Task requirements –
Copy the data below line for line, without any changes, and omit the pictures from your copy.

===== Supplied records

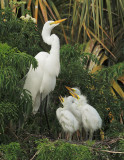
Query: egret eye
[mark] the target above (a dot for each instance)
(74, 95)
(58, 21)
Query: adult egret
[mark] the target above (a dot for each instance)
(91, 119)
(42, 80)
(74, 89)
(67, 120)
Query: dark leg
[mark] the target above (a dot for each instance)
(45, 112)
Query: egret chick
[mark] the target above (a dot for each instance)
(91, 119)
(42, 80)
(67, 120)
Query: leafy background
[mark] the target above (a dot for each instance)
(92, 52)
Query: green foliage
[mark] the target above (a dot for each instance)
(18, 33)
(11, 151)
(12, 104)
(96, 87)
(61, 150)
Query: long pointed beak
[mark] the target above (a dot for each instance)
(70, 89)
(58, 21)
(61, 99)
(74, 95)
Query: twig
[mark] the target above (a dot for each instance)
(107, 151)
(35, 155)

==========

Problem solution –
Query: egret eye
[mark] the target above (a dot for each instance)
(74, 95)
(58, 21)
Query: adult egret
[mark] the target above (a dot for each instance)
(91, 119)
(42, 80)
(74, 89)
(67, 120)
Query: dark leg
[mark] the target above (a dot for each instance)
(45, 112)
Query: egret chick
[mark] the target above (a dot for each instance)
(91, 119)
(42, 80)
(67, 120)
Query: leafy background
[mark] the target above (a dot for each instance)
(92, 52)
Query: green foliage
[mark] the target above (a dot for each instance)
(18, 33)
(11, 151)
(12, 104)
(96, 87)
(61, 150)
Query: long pointed beak
[mark] the target above (a dot for each instance)
(70, 89)
(58, 21)
(61, 99)
(74, 95)
Query: twig
[mark] the target above (a dot for each instance)
(107, 151)
(35, 155)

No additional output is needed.